• Pointing dataset excerpts
■ ■ ■ ■ ■

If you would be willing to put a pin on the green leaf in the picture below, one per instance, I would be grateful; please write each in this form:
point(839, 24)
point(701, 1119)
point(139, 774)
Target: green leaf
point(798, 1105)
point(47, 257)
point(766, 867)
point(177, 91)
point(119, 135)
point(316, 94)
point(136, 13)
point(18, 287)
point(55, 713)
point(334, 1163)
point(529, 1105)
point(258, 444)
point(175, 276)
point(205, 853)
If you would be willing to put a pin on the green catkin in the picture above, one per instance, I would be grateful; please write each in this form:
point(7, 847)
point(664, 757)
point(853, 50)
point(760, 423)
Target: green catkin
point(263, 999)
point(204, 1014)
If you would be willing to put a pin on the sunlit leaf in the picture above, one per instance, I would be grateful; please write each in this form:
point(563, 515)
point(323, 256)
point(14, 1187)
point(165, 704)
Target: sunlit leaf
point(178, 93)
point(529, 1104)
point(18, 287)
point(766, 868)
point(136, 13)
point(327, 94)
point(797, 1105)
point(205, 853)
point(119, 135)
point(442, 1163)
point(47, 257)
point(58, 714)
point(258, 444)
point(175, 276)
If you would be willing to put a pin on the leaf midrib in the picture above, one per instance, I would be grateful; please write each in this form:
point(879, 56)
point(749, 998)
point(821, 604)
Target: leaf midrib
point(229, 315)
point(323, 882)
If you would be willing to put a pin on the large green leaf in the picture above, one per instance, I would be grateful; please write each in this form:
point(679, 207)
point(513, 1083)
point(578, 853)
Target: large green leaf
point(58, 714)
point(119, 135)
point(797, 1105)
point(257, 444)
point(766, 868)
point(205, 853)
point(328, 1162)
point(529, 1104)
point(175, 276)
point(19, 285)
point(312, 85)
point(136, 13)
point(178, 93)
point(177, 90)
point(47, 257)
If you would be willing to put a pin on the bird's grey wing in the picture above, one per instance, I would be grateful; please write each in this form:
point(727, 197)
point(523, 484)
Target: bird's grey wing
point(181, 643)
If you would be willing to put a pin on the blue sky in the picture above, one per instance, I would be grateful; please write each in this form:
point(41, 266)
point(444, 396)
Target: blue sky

■ ■ ■ ■ ■

• EXERCISE AIM
Repeat the entries exactly, all of them.

• SOLUTION
If you would be willing to put a pin on the green leaf in the picture below, one per instance, I would be grateful; please write each in this form:
point(839, 24)
point(701, 1119)
point(139, 774)
Target: green leaf
point(798, 1105)
point(47, 257)
point(766, 867)
point(177, 91)
point(119, 135)
point(316, 94)
point(136, 13)
point(18, 287)
point(55, 713)
point(334, 1163)
point(529, 1105)
point(258, 444)
point(175, 276)
point(205, 853)
If you would be willing to put a pin on the green catkin in the picture above, one per instance, I would be grateful; please write each in this form:
point(7, 847)
point(664, 757)
point(853, 50)
point(760, 423)
Target: green catkin
point(263, 999)
point(204, 1014)
If you would be willing to put a pin on the sunlit leaf in the picture above, one per instance, I would be grateful; please write each in this form:
point(563, 515)
point(323, 256)
point(14, 1187)
point(165, 704)
Target: sunlit leaf
point(178, 93)
point(529, 1104)
point(18, 287)
point(766, 868)
point(136, 13)
point(327, 94)
point(797, 1105)
point(205, 853)
point(119, 135)
point(442, 1163)
point(47, 257)
point(58, 714)
point(258, 444)
point(175, 276)
If you would be willing to put a pin on the leaf midrib in the picture above, one per instance, I would be grateful; please write each in this form:
point(879, 56)
point(749, 998)
point(821, 604)
Target: leaf midrib
point(229, 315)
point(323, 882)
If you would be willing to put a pin on the large green leaf in the picture above, one per instance, I would be grateful; please write each in this form:
point(679, 207)
point(513, 1083)
point(578, 853)
Target: large green leaf
point(58, 714)
point(119, 135)
point(797, 1105)
point(257, 444)
point(766, 868)
point(205, 853)
point(328, 1162)
point(529, 1104)
point(175, 276)
point(19, 285)
point(312, 85)
point(136, 13)
point(178, 93)
point(177, 90)
point(47, 257)
If you would be willing to put a pin on the bird's grey wing in the picture above, one per instance, I would be grateful; please write each in this form:
point(727, 197)
point(523, 484)
Target: bird's grey wing
point(181, 643)
If you would be willing to put a pin on the blue sky in the picture above, one per instance, I would be grateful; please write each in this form:
point(41, 266)
point(444, 396)
Target: blue sky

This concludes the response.